Die Diskussion um die Tagesschau in einfacher Sprache: Lob und Kritik

Von Tom J. Wellbrock

Das Format der Tagesschau in einfacher Sprache hat sowohl Kritik als auch Anerkennung erfahren. Vor einem Jahrzehnt wäre die Skepsis wahrscheinlich noch größer gewesen. Heute sind viele bemüht, nicht diskriminierend zu wirken, sodass oft eher Zustimmung geäußert wird. Lassen Sie uns zuerst die positiven Aspekte beleuchten, bevor wir einen kritischen Blick auf die Hintergründe werfen.

Von “komplex” zu “einfach”

Ein bemerkenswertes Element der Tagesschau in einfacher Sprache ist die neue Art der Präsentation. Bisher war es unüblich, Nachrichten mit einem leicht naiven Lächeln vorzulesen, das suggeriert, man sei erfreut, komplexe Inhalte in simplen Worten darzustellen. Beobachtet man Susanne Holst bei ihrer Moderation, könnte man annehmen, sie wäre unter dem Einfluss einer Stimmung aufhellenden Substanz, obwohl sie wahrscheinlich nur unsicher ist, wie man am besten mit intellektuell weniger versierten Menschen kommuniziert.

Im Focus wird Christoph Maria Michalski, ein Selbsternannter “Konfliktnavigator”, zitiert:

“Darüber hinaus stellen Nachrichten in einfacher Sprache ein wertvolles Bildungswerkzeug dar. Sie unterstützen das allgemeine Verständnis von aktuellen Ereignissen und fördern die Medienkompetenz. Insbesondere in einer Zeit, in der Informationen oft komplex und schnelllebig sind, ist es entscheidend, dass alle Menschen Zugang zu verständlichen Nachrichten haben.”

Trotz dieser lobenden Worte gelingt es der Tagesschau nicht immer, komplexe Inhalte adäquat zu vereinfachen, wie folgende Modell-Nachricht zeigt:

“Auf der ganzen Welt sind Menschen auf der Flucht. Die Menschen flüchten zum Beispiel wegen einem Krieg. Viele Menschen flüchten nach Europa, das heißt, die Menschen suchen in Europa Asyl. Die Länder in der Europäischen Union haben schon lange Streit bei dem Thema ‘Asyl’. Die Länder streiten darüber: Wie viele Menschen müssen die Länder nehmen? Vor Kurzem hat die Europäische Union dazu Regeln gemacht. Aber nicht alle Länder finden die Regeln gut. In den Ländern kümmern sich die Innenminister um das Thema ‘Asyl’. Die Innenminister sprechen jetzt darüber: Wie können wir die neuen Regeln anwenden?”

MATERIAL:
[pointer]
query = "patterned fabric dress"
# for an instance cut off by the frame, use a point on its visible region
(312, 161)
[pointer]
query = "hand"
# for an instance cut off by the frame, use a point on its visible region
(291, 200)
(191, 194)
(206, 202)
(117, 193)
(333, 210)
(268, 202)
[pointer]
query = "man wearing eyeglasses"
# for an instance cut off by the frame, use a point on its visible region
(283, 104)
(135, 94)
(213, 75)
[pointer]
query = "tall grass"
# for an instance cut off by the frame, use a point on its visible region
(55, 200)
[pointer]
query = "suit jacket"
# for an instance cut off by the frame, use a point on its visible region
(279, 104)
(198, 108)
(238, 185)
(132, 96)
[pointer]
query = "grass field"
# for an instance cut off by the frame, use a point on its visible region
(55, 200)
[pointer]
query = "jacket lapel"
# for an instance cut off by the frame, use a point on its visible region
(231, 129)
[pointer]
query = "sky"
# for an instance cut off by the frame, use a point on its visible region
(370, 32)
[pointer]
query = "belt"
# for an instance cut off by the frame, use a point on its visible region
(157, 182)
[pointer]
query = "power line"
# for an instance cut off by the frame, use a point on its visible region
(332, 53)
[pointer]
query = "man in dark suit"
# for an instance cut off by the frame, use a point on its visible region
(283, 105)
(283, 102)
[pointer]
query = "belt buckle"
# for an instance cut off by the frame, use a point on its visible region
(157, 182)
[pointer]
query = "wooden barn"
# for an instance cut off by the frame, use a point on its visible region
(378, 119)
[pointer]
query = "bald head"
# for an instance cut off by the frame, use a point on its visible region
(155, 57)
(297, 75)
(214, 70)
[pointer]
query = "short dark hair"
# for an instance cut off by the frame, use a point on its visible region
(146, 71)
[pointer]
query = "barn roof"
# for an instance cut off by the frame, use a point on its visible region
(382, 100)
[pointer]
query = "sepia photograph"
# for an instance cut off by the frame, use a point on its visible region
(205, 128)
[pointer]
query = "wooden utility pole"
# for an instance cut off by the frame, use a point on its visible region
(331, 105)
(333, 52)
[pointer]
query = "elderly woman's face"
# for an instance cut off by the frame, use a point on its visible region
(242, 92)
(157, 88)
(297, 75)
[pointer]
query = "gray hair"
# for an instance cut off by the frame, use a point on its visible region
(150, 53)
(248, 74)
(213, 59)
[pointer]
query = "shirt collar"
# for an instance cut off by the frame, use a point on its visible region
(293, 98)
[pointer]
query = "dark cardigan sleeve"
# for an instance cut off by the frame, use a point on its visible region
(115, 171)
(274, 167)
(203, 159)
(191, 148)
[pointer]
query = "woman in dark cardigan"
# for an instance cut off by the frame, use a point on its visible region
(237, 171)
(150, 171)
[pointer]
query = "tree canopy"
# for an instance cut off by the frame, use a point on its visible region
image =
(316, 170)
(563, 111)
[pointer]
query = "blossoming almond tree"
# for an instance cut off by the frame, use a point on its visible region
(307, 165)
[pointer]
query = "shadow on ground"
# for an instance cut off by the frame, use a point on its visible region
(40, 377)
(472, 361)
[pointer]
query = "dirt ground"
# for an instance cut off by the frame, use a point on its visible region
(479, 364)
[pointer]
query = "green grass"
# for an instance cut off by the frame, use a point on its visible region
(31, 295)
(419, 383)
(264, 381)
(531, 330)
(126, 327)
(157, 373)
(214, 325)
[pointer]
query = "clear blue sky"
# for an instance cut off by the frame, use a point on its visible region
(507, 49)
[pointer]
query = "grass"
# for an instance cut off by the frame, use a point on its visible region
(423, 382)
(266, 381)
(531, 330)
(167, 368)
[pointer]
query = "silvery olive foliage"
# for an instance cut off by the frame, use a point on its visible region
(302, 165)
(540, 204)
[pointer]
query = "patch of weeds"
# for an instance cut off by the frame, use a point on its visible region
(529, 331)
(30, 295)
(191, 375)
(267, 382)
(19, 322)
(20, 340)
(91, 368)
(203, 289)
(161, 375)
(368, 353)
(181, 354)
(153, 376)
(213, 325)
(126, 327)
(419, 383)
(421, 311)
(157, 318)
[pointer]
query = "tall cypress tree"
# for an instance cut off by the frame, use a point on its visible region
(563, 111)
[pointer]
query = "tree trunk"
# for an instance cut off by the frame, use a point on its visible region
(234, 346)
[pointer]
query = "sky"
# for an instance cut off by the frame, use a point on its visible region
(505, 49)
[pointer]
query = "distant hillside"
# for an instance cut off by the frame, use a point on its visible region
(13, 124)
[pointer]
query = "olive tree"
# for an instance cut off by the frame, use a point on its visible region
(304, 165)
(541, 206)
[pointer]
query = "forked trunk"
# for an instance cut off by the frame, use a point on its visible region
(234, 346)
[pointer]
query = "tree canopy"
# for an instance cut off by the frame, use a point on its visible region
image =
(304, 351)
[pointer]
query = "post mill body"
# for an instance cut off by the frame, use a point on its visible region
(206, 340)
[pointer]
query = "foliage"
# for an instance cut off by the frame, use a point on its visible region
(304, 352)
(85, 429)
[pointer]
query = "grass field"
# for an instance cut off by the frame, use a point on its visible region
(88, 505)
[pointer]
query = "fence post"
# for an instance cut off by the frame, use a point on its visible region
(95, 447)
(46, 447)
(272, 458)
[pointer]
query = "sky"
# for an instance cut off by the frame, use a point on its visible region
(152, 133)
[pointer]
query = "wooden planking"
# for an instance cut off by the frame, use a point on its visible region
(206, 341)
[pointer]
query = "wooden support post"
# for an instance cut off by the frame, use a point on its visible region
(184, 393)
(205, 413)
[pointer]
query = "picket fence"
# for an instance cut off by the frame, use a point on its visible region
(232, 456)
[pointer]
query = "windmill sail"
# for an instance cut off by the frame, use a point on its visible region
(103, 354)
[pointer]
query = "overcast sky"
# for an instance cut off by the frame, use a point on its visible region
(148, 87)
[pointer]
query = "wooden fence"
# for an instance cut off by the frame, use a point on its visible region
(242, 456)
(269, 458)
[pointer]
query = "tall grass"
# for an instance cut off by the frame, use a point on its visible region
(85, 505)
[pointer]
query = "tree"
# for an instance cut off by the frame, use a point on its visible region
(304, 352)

AUFGABE 1: Als was bezeichnet sich Christoph Maria Michalski, der im Auszug über die Tagesschau in einfacher Sprache zitiert wird, selbst?
AUFGABE 2: Schreibe den Auszug über die Tagesschau in einfacher Sprache im Anschluss an die zitierte Modell-Nachricht weiter.

LÖSUNG 1: Als „Konfliktnavigator“.

LÖSUNG 2:
Im Anschluss an diese Erklärung wird in einem Kurzfilm betont, dass fast alle europäischen Länder die neuen Asylregeln anerkennen, mit Ausnahme einiger, wie die Niederlande und Ungarn. Er endet mit dem Hinweis, dass Ungarn eine hohe Strafe zahlen muss, weil es sich nicht an die Regeln hält.

17 Millionen?

Die Tagesschau bezieht sich auf die “LEO-Studie”, laut der etwa 17 Millionen Menschen in Deutschland Schwierigkeiten haben, komplexe Texte zu verstehen. Dies sind sowohl Muttersprachler als auch Menschen, die Deutsch als Zweit- oder Fremdsprache erlernt haben. Diese Zahl soll das Zielpublikum der Tagesschau in einfacher Sprache darstellen, doch die genaue Erfassung dieser Zielgruppe scheint unklar zu sein.

Viele unpolitische Menschen könnten von diesem Format angesprochen werden. Interessanterweise könnte diese Zahl denen ähneln, die in politischen Debatten wenig vertreten sind, was das Potential einer einfacheren Nachrichtenpräsentation unterstreicht.

Einfache Sprache für alle?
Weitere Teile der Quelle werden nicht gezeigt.